**Work request:** Repeat the span of the entries below that starts at the line with "keypoint per instance" and ends at the line with "bubble wand handle", nothing more. Skip the pictures.

**Input data:**

* * * *

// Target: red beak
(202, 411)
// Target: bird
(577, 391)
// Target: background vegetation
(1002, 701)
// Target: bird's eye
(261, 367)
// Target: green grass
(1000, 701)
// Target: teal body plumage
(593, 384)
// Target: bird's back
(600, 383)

* * * *

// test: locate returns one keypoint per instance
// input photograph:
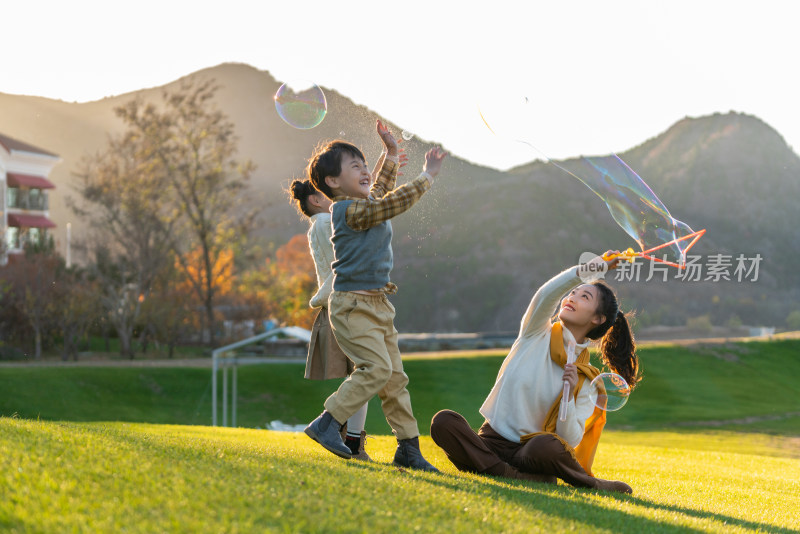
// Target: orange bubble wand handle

* * * *

**Completed task:**
// test: locate returns one keypoint per instance
// input photograph:
// Target: orange bubble wand handle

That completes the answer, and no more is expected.